» **読む文章**:
****
03:勝ち続ける投資家になるための思考のパターンとは
(画像=Suriyapong/adobe.stock.com, ZUU online)

インフレ、金利上昇、終わらない戦争……、外的要因が多発する昨今、資産形成に悩み多き時代が到来している。投資とはリスクを理解しリターンを計算して行うもの。最大のリスクは戦争や経済危機はもちろん、大口の買いや売りといった想定できない価格変動要因だ。いかにしてこれらを排除し、自らのリスクテイクにより、リターンを上げられるのか。この課題への解として「投資は技術である」と説く人物がいる。投資歴40年、その投資術により国内外に門下生3,000名を抱える株塾主宰の相場師朗氏だ。

個人投資家が混迷の時代に資産形成するための投資の考え方を解き明かす本特集、第3回目は「勝ち続ける投資家になるための思考のパターンとは何か」。株式投資において、そして株式投資に限らず、大きな資産形成を行うために必要とされる投資思考とは何か、ふたたび実践的なノウハウを投資における“株職人”に詳しく聞いた。

目次

  1. 相場式トレードは、株投資だけにとどまらず、そして誰でもできる
  2. 時間軸から高めて俯瞰して見ることで、チャートの見え方も変わる
  3. 日々の練習と学びから気づきの数が増えれば、勝率は上がる
相場師朗(あいば・しろう)
****
» **取り組む課題**:
1) 記事では、今が資産形成に悩みの多い時代だとされている。その理由を1〜3文で説明せよ。
2) 記事の「03:勝ち続ける投資家になるための思考のパターンとは」から「相場師朗(あいば・しろう)」までを、そのまま写して返せ。
この資料は別の出典から取ったものだ。

» **座標ラベル付けデータ**:
****
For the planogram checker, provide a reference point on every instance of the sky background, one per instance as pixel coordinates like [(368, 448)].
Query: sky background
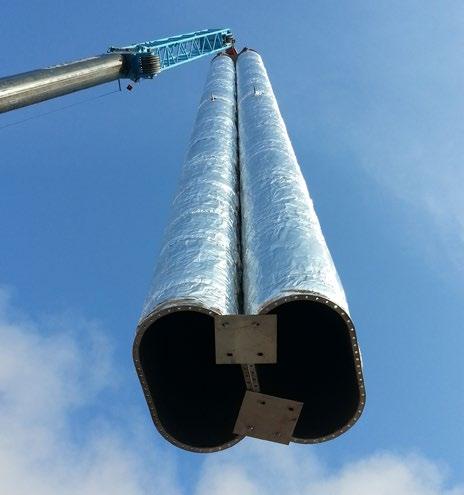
[(372, 95)]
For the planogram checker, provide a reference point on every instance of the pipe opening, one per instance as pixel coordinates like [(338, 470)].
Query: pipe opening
[(315, 365), (196, 400)]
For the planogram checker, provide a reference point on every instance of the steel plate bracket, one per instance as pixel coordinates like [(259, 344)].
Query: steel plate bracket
[(267, 417), (246, 339)]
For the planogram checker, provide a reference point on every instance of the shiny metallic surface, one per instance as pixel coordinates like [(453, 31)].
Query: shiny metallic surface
[(285, 250), (43, 84), (193, 401), (199, 256), (288, 269)]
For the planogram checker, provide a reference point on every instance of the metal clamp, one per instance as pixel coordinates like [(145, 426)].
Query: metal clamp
[(245, 339)]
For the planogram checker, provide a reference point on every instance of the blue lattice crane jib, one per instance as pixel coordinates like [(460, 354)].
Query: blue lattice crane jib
[(143, 60), (146, 60)]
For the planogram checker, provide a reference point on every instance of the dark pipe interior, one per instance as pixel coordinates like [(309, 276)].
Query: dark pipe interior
[(197, 400), (315, 365)]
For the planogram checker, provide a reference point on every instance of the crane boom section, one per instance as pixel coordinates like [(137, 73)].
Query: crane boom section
[(140, 61)]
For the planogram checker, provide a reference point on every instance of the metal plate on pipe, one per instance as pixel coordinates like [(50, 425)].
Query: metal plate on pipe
[(267, 417), (246, 339)]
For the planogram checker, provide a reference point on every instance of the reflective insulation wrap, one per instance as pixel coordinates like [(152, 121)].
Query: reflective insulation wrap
[(288, 270), (194, 402)]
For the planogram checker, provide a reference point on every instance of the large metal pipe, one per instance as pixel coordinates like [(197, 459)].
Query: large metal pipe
[(193, 401), (288, 270), (43, 84)]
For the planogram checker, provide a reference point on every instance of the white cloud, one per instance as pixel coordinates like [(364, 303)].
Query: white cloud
[(266, 469), (48, 376)]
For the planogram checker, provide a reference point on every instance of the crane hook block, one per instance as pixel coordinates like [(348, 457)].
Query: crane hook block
[(146, 60)]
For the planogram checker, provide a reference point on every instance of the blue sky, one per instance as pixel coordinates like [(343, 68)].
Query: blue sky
[(372, 95)]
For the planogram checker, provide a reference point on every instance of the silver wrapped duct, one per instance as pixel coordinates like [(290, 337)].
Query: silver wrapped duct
[(194, 402), (288, 270)]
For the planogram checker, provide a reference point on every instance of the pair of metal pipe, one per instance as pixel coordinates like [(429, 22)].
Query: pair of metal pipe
[(244, 238)]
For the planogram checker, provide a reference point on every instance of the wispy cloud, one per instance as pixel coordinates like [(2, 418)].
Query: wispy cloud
[(266, 469), (49, 374)]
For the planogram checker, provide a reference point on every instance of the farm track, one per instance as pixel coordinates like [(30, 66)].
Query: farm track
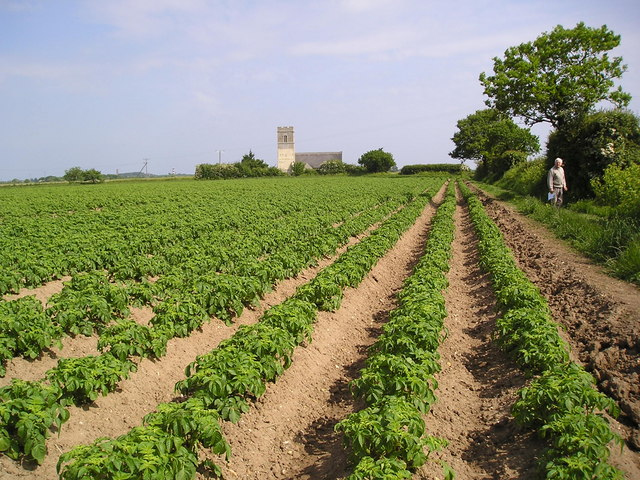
[(152, 383), (289, 432), (601, 315)]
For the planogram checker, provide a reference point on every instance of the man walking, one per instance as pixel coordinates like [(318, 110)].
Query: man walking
[(557, 182)]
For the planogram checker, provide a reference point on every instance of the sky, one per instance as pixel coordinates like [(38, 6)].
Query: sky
[(112, 84)]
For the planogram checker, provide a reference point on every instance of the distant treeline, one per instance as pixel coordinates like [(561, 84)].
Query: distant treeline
[(452, 168)]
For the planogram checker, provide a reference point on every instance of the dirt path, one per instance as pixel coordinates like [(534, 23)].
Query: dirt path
[(290, 431), (601, 314), (478, 384)]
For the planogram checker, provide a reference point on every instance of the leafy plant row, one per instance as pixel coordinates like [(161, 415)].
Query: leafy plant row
[(387, 439), (198, 286), (221, 384), (561, 402), (135, 230), (90, 303)]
****
» **解答**:
1) インフレや金利上昇、終わらない戦争といった外的要因が多発しているからだ。

2)
03:勝ち続ける投資家になるための思考のパターンとは
(画像=Suriyapong/adobe.stock.com, ZUU online)

インフレ、金利上昇、終わらない戦争……、外的要因が多発する昨今、資産形成に悩み多き時代が到来している。投資とはリスクを理解しリターンを計算して行うもの。最大のリスクは戦争や経済危機はもちろん、大口の買いや売りといった想定できない価格変動要因だ。いかにしてこれらを排除し、自らのリスクテイクにより、リターンを上げられるのか。この課題への解として「投資は技術である」と説く人物がいる。投資歴40年、その投資術により国内外に門下生3,000名を抱える株塾主宰の相場師朗氏だ。

個人投資家が混迷の時代に資産形成するための投資の考え方を解き明かす本特集、第3回目は「勝ち続ける投資家になるための思考のパターンとは何か」。株式投資において、そして株式投資に限らず、大きな資産形成を行うために必要とされる投資思考とは何か、ふたたび実践的なノウハウを投資における“株職人”に詳しく聞いた。

目次

  1. 相場式トレードは、株投資だけにとどまらず、そして誰でもできる
  2. 時間軸から高めて俯瞰して見ることで、チャートの見え方も変わる
  3. 日々の練習と学びから気づきの数が増えれば、勝率は上がる
相場師朗(あいば・しろう)